— BEGIN SELECTED TEXT —

III Numerical Experiments

In our numerical experiment, we use the Wine, Lymphography, Thyroid, and Satellite datasets from the UCI repository [10], together with the Credit Card dataset from Kaggle [19]. Among these, only the Credit Card data are preprocessed with the principal component analysis (PCA) prior the anomaly detection; the remaining datasets are used in their original (raw) form. The number of data points in each dataset are shown in Table 1.

— END SELECTED TEXT —
— BEGIN GIVEN DATA —

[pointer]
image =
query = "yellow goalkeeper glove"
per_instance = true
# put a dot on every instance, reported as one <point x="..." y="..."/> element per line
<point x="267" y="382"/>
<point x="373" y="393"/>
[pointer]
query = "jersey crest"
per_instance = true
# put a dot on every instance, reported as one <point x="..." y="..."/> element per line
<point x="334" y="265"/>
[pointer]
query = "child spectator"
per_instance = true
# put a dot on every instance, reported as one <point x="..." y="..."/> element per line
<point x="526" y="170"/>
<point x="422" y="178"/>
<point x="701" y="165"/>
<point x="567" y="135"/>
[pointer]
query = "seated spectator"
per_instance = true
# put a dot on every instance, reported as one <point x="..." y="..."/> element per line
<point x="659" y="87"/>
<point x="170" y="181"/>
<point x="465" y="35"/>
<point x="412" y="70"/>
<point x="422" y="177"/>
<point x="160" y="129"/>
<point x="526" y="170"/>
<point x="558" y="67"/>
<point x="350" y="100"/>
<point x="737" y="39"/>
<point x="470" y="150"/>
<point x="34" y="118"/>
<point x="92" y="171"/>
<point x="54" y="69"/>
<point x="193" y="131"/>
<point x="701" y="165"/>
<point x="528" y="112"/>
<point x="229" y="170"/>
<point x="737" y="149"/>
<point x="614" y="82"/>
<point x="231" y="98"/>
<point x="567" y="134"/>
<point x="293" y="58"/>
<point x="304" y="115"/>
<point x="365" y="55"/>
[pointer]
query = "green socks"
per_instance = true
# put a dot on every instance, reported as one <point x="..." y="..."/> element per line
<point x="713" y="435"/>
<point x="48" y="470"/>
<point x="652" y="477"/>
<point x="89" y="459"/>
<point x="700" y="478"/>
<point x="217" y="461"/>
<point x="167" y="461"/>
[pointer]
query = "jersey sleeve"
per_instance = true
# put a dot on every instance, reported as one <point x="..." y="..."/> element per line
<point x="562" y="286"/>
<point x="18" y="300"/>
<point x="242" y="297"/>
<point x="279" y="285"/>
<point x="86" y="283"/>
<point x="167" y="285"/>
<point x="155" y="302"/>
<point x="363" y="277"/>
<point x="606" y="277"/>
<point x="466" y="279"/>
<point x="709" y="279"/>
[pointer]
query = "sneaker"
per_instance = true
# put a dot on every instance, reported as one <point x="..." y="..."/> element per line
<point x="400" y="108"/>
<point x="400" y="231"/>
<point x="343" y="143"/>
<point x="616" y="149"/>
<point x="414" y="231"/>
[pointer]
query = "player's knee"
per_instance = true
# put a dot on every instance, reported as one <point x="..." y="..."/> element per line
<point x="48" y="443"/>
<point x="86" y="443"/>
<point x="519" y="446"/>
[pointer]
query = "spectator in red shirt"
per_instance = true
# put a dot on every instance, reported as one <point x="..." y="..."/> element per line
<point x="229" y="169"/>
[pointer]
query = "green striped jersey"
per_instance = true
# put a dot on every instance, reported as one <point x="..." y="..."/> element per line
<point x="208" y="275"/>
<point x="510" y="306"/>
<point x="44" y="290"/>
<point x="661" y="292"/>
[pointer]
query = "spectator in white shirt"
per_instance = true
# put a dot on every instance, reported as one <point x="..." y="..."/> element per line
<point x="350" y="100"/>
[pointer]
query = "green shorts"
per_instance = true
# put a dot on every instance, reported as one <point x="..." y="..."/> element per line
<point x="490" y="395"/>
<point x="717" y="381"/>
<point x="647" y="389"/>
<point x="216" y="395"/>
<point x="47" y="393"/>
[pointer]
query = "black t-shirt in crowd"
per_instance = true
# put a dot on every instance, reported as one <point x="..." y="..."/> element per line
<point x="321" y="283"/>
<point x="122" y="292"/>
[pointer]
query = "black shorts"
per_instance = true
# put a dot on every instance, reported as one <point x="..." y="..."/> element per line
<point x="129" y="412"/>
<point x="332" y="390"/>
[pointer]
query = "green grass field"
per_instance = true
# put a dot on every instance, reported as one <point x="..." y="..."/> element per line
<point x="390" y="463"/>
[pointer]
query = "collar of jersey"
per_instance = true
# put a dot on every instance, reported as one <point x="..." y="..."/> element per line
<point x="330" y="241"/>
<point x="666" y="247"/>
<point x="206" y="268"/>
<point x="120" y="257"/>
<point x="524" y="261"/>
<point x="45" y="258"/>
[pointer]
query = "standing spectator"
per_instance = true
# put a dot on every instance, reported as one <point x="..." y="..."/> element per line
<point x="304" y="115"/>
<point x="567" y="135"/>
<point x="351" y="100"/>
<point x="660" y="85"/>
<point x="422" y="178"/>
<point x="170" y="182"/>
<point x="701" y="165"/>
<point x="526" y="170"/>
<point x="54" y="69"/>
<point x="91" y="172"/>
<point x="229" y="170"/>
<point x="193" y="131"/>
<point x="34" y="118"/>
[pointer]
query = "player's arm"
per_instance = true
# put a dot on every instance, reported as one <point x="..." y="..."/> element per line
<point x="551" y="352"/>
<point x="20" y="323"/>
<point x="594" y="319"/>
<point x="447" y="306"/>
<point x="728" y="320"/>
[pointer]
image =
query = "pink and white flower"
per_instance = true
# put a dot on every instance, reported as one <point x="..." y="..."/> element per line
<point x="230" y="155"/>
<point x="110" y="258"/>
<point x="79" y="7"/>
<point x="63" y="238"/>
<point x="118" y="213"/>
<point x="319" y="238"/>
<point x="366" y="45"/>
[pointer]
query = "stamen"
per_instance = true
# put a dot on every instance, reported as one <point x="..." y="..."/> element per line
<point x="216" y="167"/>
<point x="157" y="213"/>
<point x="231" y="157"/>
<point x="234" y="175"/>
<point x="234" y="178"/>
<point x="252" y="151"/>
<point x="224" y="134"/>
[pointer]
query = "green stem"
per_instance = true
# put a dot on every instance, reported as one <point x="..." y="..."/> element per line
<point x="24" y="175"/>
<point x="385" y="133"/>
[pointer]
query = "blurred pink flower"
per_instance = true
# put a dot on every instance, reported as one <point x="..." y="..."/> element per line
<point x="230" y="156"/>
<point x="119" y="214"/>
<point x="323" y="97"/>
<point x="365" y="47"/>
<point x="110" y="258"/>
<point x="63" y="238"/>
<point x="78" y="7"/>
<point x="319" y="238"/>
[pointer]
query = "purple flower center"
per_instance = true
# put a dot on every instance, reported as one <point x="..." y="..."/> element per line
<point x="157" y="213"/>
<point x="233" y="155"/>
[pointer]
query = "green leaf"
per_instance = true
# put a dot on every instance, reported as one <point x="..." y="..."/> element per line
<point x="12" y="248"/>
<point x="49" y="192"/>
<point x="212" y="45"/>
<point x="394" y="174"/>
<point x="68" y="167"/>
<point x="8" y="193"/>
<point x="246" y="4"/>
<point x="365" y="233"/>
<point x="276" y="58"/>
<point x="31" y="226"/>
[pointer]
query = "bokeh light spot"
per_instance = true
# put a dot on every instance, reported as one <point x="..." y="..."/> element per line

— END GIVEN DATA —

**GOAL:**
Please repeat the part of the numerical experiments section starting with "III Numerical Experiments" and going on through "in Table 1.", word for word.

**RESULT OF THIS EXERCISE:**
III Numerical Experiments

In our numerical experiment, we use the Wine, Lymphography, Thyroid, and Satellite datasets from the UCI repository [10], together with the Credit Card dataset from Kaggle [19]. Among these, only the Credit Card data are preprocessed with the principal component analysis (PCA) prior the anomaly detection; the remaining datasets are used in their original (raw) form. The number of data points in each dataset are shown in Table 1.